▶ _Work instructions_:
Copy every record below exactly, leaving out any pictures.

Supplied entries Block Start

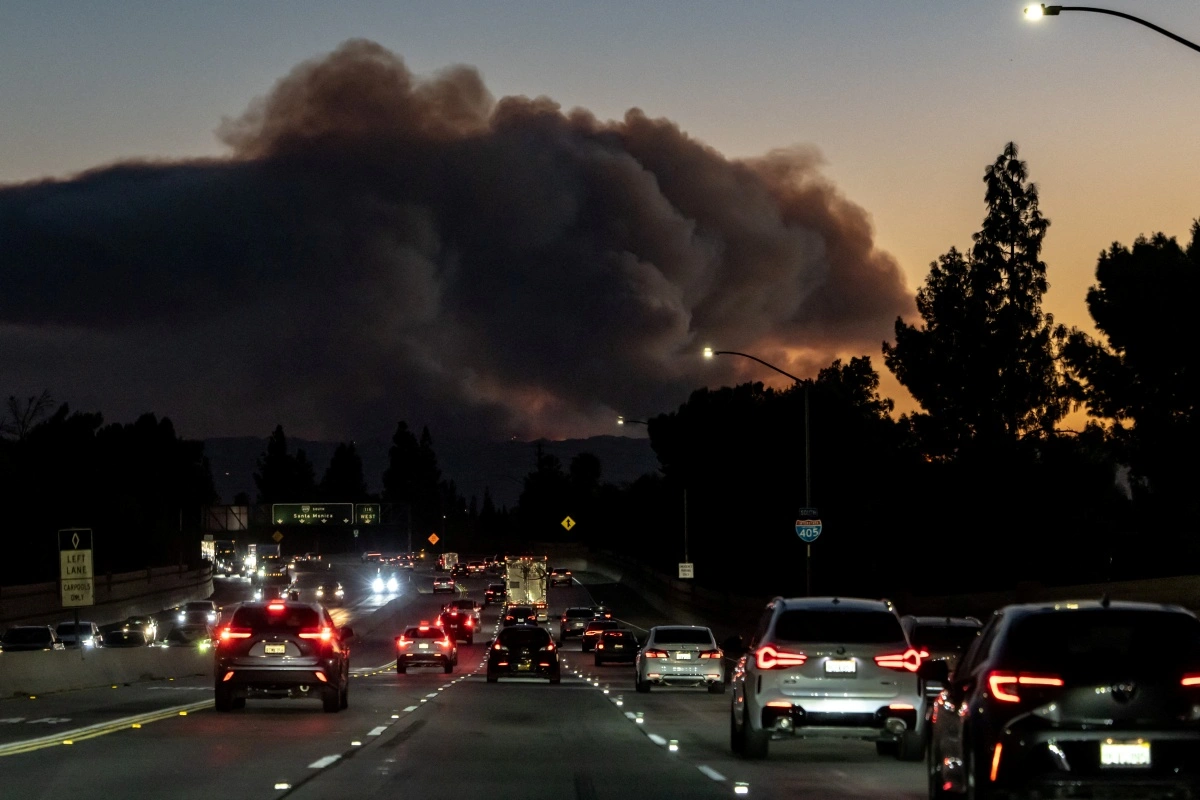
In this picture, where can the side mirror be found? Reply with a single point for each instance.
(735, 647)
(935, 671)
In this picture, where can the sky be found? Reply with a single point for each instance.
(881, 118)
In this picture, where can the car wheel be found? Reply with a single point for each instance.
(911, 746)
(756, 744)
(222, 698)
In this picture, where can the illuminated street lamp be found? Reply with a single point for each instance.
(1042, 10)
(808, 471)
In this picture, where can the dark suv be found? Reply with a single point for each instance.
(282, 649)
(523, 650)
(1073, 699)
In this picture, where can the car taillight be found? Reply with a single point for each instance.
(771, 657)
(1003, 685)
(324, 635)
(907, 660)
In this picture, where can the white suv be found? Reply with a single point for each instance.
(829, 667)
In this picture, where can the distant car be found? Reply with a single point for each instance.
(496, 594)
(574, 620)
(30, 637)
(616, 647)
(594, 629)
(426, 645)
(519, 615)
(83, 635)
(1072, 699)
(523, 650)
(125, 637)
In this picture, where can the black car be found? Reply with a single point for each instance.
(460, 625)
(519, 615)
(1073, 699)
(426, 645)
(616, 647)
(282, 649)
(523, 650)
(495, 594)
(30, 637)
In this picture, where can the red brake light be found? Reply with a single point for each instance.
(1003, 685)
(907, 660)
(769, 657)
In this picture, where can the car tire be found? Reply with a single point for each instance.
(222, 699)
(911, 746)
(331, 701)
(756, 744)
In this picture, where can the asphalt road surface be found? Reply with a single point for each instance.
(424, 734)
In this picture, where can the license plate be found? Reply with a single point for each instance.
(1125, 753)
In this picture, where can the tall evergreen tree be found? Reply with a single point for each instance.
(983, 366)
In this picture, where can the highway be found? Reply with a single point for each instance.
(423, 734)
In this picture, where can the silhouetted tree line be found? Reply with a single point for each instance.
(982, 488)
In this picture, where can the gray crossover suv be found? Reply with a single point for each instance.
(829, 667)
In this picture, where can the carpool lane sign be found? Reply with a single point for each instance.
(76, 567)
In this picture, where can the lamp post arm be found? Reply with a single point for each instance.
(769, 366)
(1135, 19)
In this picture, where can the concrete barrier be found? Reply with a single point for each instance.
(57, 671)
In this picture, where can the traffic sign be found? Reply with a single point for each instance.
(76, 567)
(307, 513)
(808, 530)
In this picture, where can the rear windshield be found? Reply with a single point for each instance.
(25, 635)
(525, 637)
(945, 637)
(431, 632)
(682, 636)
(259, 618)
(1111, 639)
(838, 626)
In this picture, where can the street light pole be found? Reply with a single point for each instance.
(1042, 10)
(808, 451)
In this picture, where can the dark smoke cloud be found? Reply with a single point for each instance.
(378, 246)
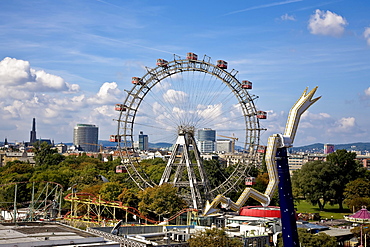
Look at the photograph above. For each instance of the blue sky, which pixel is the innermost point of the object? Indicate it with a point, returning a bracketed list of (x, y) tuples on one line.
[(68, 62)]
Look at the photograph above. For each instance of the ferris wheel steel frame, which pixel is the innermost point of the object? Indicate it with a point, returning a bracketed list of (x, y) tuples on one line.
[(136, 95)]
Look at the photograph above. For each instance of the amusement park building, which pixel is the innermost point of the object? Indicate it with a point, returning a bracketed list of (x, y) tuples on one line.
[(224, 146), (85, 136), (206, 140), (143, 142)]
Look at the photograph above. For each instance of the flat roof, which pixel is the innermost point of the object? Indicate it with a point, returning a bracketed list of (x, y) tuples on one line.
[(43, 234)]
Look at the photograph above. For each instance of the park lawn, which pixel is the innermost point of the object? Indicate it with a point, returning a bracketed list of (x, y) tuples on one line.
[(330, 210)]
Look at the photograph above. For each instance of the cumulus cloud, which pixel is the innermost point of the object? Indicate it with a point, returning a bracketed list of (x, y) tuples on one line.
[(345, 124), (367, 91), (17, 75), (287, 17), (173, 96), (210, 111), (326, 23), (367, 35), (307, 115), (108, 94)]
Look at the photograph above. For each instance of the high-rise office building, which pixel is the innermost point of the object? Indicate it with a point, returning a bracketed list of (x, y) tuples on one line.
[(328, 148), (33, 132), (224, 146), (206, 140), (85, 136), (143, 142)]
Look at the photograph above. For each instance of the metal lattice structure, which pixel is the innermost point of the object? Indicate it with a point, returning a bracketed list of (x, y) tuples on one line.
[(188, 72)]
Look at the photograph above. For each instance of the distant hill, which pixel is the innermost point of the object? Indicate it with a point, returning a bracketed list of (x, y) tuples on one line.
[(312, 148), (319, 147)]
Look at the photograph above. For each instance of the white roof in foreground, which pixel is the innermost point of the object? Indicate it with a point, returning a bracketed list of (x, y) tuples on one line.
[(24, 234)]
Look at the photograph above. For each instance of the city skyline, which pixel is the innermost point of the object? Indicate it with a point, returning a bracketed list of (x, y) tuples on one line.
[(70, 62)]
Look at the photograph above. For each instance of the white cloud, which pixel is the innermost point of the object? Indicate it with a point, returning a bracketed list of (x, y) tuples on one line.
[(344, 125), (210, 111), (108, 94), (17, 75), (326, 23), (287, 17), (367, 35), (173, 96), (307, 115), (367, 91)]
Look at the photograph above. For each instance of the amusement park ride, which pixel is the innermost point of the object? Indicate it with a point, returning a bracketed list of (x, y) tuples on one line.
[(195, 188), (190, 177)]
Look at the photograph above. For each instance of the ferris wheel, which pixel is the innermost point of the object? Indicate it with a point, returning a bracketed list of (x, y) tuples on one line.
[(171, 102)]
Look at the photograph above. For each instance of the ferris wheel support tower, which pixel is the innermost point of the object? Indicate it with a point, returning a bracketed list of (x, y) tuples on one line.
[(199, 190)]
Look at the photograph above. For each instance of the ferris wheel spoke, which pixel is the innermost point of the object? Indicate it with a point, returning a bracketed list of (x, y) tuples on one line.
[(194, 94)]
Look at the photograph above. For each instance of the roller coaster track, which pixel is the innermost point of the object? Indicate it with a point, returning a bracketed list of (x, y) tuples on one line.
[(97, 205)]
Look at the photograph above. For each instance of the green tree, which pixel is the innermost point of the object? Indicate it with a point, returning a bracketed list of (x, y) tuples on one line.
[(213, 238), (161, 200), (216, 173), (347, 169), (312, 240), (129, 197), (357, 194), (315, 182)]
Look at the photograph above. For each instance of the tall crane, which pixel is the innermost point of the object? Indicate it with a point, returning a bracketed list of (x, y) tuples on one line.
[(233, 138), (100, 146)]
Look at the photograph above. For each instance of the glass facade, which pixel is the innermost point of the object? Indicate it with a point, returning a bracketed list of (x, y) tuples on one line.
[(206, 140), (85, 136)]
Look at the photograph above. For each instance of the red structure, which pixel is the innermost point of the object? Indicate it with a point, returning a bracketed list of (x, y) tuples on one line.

Supplied entries Block End

▶ _Answer to the problem_:
In this picture, where can the side mirror be found? Reply with a single point for each instance.
(735, 647)
(935, 671)
In this picture, where can the sky be found? Reply with a single point for each instance.
(881, 118)
In this picture, where can the car wheel be found? Reply with a single point for each instance.
(911, 746)
(756, 744)
(222, 698)
In this picture, where can the illuminated street lamp be found? Reply with a single point for each instance.
(1042, 10)
(808, 471)
In this picture, where can the dark suv be found? Reply with a single point for each instance.
(282, 649)
(523, 650)
(1073, 699)
In this picture, where can the car taillight be found? Reply with a single point for each instance.
(771, 657)
(1003, 685)
(324, 635)
(907, 660)
In this picture, where can the white suv be found? Reply with a single point for each instance.
(829, 667)
In this picture, where can the distant car be found? Reply with a single point for each instance.
(496, 594)
(574, 620)
(30, 637)
(616, 647)
(594, 629)
(426, 645)
(519, 615)
(83, 635)
(1072, 699)
(523, 650)
(125, 637)
In this picture, where can the black car be found? Reply with a single point for each instance.
(460, 625)
(519, 615)
(1073, 699)
(426, 645)
(616, 647)
(282, 649)
(523, 650)
(495, 594)
(30, 637)
In this picture, where can the red brake light be found? Reply with a single point for each instance.
(1003, 685)
(907, 660)
(769, 657)
In this picture, where can the car tire be found? Reply with a single point for each instance.
(222, 699)
(911, 746)
(331, 701)
(756, 744)
In this picture, where can the asphalt road surface be found? Reply with a single point for each instance.
(424, 734)
In this picture, where can the license plate be found? Reply with a single point for each instance.
(1125, 753)
In this picture, where can the tall evergreen tree be found? Reply with a single point for each instance.
(983, 366)
In this picture, where can the highway be found? Reply with a single point for each instance.
(423, 734)
In this picture, where can the silhouetted tree line be found? Reply with a single point for each instance.
(982, 488)
In this picture, where can the gray crossover suv be found? Reply with a single point for each instance.
(829, 667)
In this picture, where can the carpool lane sign be found? Reply with a single point for each instance.
(76, 567)
In this picture, where can the lamp post arm be found? Reply with a single point for each instance.
(769, 366)
(1135, 19)
In this picture, where can the concrete barrier be found? Reply with a single point for each instance.
(57, 671)
In this picture, where can the traffic sign be found? Reply with a single point for each instance.
(76, 567)
(307, 513)
(808, 530)
In this picture, where can the rear windshield be found? Reply with a single point for each instance.
(25, 635)
(525, 637)
(945, 637)
(431, 632)
(682, 636)
(259, 618)
(1111, 639)
(838, 626)
In this picture, where can the street light pole be found? Reply with a single point for each instance.
(1042, 10)
(808, 451)
In this picture, where can the dark smoke cloud be found? Reply with a single point for each instance.
(378, 246)
Look at the photograph above. For each instance of the blue sky, which pixel is the innermost point of the object? Indicate it with a point, returning a bracketed list of (x, y) tuples on one line.
[(68, 62)]
Look at the photograph above. For each instance of the ferris wheel steel frame, which pixel is the innermost point of the object? Indicate it with a point, returning a bracketed list of (x, y) tuples on one line.
[(136, 95)]
Look at the photograph above. For each instance of the amusement park building, which pixel is the innermost point of the object? Indicate it with a point, returning a bracketed list of (x, y) tuples on one line.
[(224, 146), (85, 136), (206, 140), (143, 142)]
Look at the photograph above. For each instance of the flat roof, which pixel is the innermost point of the object? Indicate it with a point, returning a bracketed list of (x, y) tuples on one line.
[(43, 234)]
Look at the photograph above. For each instance of the park lawn, which pixel is the innermost point of the object? Indicate it with a point, returning a bracketed list of (x, y) tuples on one line.
[(330, 210)]
Look at the photograph above. For each instance of the cumulus cloud, which pixel is the innermost point of the object? Indicate it with a point, returning a bracketed list of (x, y) tuples on one line.
[(345, 124), (367, 91), (17, 75), (287, 17), (173, 96), (210, 111), (326, 23), (367, 35), (307, 115), (108, 94)]
Look at the photograph above. For each instance of the high-rise office building, which pixel is the innermost point of the object? Indicate it with a point, returning a bracketed list of (x, y) tuples on one line.
[(328, 148), (33, 132), (224, 146), (206, 140), (85, 136), (143, 142)]
Look at the photograph above. For each instance of the metal lattice structure, which pixel is the innermost point of the object? Indicate it with a point, returning a bracketed list of (x, y) tuples on one line.
[(188, 72)]
Look at the photograph above. For each instance of the distant hill, which pixel is the innermost point of the object? Indicate it with a point, returning a bracketed list of (x, y) tuples on one line.
[(312, 148), (319, 147)]
Look at the photograph above. For each instance of the white roof in foreground, which pixel is the innermost point of the object? Indicate it with a point, returning a bracketed list of (x, y) tuples on one line.
[(24, 234)]
Look at the photograph above. For each instance of the city skyline, which pixel is the innermost point of the object? Indicate it with a point, returning a bracketed list of (x, y) tuples on one line.
[(70, 62)]
Look at the photograph above. For each instance of the white cloud, which pixel is the innermost point of the object? Indicate it with a point, returning a bracketed list of (x, y) tuples on one line.
[(344, 125), (210, 111), (108, 94), (17, 75), (326, 23), (287, 17), (367, 35), (173, 96), (307, 115), (367, 91)]
Look at the photograph above. For each instance of the amusement park ride, which pixel is the innermost point of the object? Indicate it with a point, returning a bracketed list of (x, y) tuples on one line.
[(195, 188), (190, 177)]
Look at the photograph above. For each instance of the ferris wheel, which pixel is the innermost point of the object? Indicate it with a point, returning a bracketed list of (x, y) tuples on one line.
[(171, 102)]
Look at the photograph above. For each instance of the ferris wheel support tower, which pixel is the innermost point of the object? Indicate it with a point, returning a bracketed list of (x, y) tuples on one line.
[(199, 190)]
Look at the photograph above. For each instance of the ferris wheel spoke, which pixel is the innermost point of the object? Indicate it with a point, returning a bracketed list of (x, y) tuples on one line.
[(194, 94)]
Look at the photograph above. For each instance of the roller coaster track, which pixel is the innermost point of the object? Indicate it with a point, returning a bracketed list of (x, y) tuples on one line.
[(97, 205)]
Look at the photograph above. For each instance of the green tree, which pixel is the innermost point of the object? Indicate it with a point, returning a bracketed list of (x, y) tuples on one line.
[(213, 238), (161, 200), (216, 173), (347, 169), (312, 240), (129, 197), (357, 194), (315, 182)]
Look at the photograph above. For each instance of the tall crane, which pixel is the innermost point of the object? Indicate it with a point, returning a bracketed list of (x, y) tuples on one line.
[(233, 138), (100, 146)]
Look at the photograph above. For each instance of the glass facade, which pixel is the innermost point of the object? Indicate it with a point, returning a bracketed list of (x, y) tuples on one line.
[(206, 140), (85, 136)]
Look at the photograph above. For each instance of the red structure, which pixel is the innermost point of the object? Indicate it with a point, returning a bracketed list of (x, y) tuples on one line.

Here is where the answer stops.